[SOURCE EXCERPT]

Searle’s analysis is much simpler. It consists in the view that it is possible that my head (and correspondingly yours) contains only the not further reducible belief: “We believe that p.”
In the nice paper “Social Ontology, Collective Intentionality, and Ockhamian Skepticism,” Frank Hindriks surveys the arguments that have been used against classical individualism and mentions some that have been marshaled against old-fashioned social holism. He finds that there are four main arguments in favor of modern analyses of collective intentionality: the argument from cooperation, the argument concerning divergence of content, the argument pertaining to social institutions, and the argument from everyday life
2. The We-As-Irreducible-We Approach
The paper that focuses most on Searle is Kay Mathiesen’s “Searle, Collective Intentions, and Individualism.” Mathiesen uses the important distinction between “intentional subject” and “subject of intention.” To be an intentional subject is to be a bearer of an intentional state such as an intention. Like the whole of analytic philosophy of social facts, she subscribes to ontological individualism, i.e., the view that only individuals can be intentional subjects. The subject of intention, on the other hand, is a part of an intentional state. An intention can, she claims, rightly in my opinion, either (i) completely lack a subject of intention, (ii) as a subject of intention have an I-intention, or (iii) as a subject of intention have a We-intention. Like Searle – and again I agree – she thinks there are irreducible We-intentions as subjects of intention; she calls this position phenomenological collectivism. So far, so good. But then she is not reading Searle with a principle of charity as her interpretative guide. Some words about that.
There is an ambiguity in Searle’s writings on collective intentions. Sometimes it is quite clear that he is only talking about what goes on in one head; but sometimes he writes as if he is talking about all the heads that, so to speak, belong to a real group intention. This ambiguity can easily be removed. One needs only to read Searle as if he is merely analyzing what might be called “veridical collective intentions.” Mathiesen, however, reads him as putting forward the astonishing view that one single individual intending “We intend to do A” can be a sufficient condition for a real group intention. No one should take seriously her accusation that Searle is a subjectivist. Nor her claim, which I have not discussed, that Searle does not manage to keep ontological and phenomenological collectivism distinct.
3. The We-As-Mutual-I-Beliefs Approach
Gilbert and Tuomela seem nowadays to have more or less the same position. In retrospect, they seem merely to have been interested in exploring and stressing different aspects of this common position. Gilbert has primarily focused on the normative aspects of groups and other collectives; Tuomela has primarily been botanizing among all the different kinds of we-intentions and we-actions there are in the world. Even though all collectives may require the same overarching general we-as-mutual-I-beliefs structure, they can of course differ greatly in detail and be arrived at by different routes.
In one of her two papers, Gilbert gives a good summary of her present position; and in the other she convincingly defends herself against the criticisms of her work that are put forward elsewhere in the book. In order to understand her position properly, one has to be aware of the way she looks upon the rights and obligations involved in ordinary acting together. “It may,” she says, “be misleading to describe them as moral obligations insofar as they need only the will of the parties to bring them into being.”
Tuomela tries in one of his papers to develop his view about how conditional mutual intentions of the form “I will do X if you will do X, but you will do X if I will do X …” can progress (be “deconditionalized”) into a real joint intention. In his paper “Responses to Critics,” he successfully defends his views against the criticisms put forward in this anthology. Much of it, he claims rightly, seems to depend on misunderstandings. It is deplorable that a lot of philosophers are so keen on criticism that they do not take care to understand the views they are commenting on.

[WRITTEN PROBLEM] Repeat the part of the passage on collective intentionality starting with "3. The We-As-Mutual-I-Beliefs" and going on through "by different routes.", word for word.

[RECORDS PROVIDED]

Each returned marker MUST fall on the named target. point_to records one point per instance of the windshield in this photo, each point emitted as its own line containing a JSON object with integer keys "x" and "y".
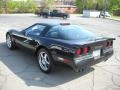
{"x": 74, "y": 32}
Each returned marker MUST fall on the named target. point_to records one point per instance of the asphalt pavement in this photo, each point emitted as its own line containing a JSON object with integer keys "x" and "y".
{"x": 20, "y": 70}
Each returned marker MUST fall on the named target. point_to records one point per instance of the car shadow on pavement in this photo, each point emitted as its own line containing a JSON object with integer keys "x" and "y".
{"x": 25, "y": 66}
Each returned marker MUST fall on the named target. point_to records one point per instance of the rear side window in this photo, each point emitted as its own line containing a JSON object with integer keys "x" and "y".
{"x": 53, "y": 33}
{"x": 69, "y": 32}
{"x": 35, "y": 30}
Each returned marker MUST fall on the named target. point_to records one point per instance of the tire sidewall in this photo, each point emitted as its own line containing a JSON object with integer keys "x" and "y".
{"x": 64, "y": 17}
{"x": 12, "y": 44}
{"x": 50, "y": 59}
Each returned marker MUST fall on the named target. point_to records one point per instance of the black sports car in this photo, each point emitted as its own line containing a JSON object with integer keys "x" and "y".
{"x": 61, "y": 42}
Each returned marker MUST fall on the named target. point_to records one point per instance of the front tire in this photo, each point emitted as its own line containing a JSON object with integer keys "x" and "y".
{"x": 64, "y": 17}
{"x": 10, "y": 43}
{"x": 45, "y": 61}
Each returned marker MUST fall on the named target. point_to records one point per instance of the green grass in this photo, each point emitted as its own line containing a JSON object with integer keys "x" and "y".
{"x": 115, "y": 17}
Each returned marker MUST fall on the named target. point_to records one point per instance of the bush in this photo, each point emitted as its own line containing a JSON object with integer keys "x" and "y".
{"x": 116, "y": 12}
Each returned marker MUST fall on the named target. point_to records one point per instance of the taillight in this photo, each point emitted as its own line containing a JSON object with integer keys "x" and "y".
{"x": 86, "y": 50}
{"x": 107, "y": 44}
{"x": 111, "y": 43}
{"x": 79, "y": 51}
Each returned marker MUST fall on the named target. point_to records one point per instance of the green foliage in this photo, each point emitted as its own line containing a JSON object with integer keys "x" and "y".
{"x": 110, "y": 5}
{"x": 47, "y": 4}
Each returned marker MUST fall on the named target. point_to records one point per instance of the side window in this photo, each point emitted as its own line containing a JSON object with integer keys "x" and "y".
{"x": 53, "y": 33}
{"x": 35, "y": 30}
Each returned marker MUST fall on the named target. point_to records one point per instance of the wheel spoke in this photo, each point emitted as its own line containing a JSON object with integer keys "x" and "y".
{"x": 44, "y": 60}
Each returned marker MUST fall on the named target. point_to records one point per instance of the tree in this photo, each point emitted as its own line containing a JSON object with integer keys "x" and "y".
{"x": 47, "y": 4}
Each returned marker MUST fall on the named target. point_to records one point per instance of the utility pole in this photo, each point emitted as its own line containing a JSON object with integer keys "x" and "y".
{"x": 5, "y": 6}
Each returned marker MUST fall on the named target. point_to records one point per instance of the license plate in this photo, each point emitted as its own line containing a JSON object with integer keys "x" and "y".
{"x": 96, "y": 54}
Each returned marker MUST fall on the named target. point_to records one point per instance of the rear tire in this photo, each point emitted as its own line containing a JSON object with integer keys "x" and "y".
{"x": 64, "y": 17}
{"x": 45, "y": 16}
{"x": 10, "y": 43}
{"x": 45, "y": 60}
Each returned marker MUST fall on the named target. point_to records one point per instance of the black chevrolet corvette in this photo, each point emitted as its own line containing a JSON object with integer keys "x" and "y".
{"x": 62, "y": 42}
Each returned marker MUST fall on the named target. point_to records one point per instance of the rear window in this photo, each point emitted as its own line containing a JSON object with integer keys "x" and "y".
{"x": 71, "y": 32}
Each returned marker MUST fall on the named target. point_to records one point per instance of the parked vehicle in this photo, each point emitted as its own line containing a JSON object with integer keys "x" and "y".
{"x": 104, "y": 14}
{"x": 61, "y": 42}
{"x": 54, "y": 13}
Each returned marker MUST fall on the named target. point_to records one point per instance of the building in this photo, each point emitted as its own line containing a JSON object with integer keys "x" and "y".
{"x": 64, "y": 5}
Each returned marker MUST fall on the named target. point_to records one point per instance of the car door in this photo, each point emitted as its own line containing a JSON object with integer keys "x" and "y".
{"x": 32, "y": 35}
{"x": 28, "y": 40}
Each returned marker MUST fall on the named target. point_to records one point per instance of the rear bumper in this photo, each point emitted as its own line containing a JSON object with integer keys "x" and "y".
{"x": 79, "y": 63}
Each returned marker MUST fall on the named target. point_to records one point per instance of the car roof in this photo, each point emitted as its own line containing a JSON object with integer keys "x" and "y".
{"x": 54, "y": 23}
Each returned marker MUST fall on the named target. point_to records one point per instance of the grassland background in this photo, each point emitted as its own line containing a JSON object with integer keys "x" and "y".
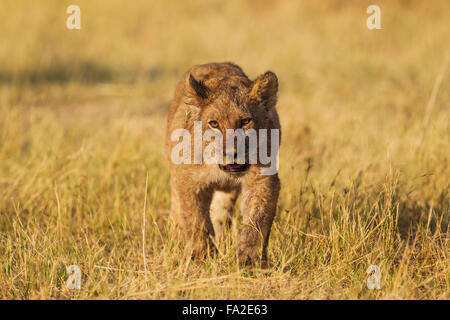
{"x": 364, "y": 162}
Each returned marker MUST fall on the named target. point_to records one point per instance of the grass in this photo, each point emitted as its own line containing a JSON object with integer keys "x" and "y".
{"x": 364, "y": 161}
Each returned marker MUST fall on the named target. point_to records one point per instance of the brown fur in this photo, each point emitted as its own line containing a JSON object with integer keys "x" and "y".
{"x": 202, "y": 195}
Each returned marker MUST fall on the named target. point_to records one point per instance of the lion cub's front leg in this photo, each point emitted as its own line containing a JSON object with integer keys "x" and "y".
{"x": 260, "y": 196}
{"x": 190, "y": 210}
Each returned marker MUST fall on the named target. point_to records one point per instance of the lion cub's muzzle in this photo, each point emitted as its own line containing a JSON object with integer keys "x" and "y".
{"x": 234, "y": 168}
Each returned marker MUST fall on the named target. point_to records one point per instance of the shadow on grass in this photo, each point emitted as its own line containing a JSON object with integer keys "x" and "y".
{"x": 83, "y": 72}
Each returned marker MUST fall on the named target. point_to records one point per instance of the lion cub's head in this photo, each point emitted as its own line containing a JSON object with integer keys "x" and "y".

[ANSWER TO THIS PROBLEM]
3. The We-As-Mutual-I-Beliefs Approach
Gilbert and Tuomela seem nowadays to have more or less the same position. In retrospect, they seem merely to have been interested in exploring and stressing different aspects of this common position. Gilbert has primarily focused on the normative aspects of groups and other collectives; Tuomela has primarily been botanizing among all the different kinds of we-intentions and we-actions there are in the world. Even though all collectives may require the same overarching general we-as-mutual-I-beliefs structure, they can of course differ greatly in detail and be arrived at by different routes.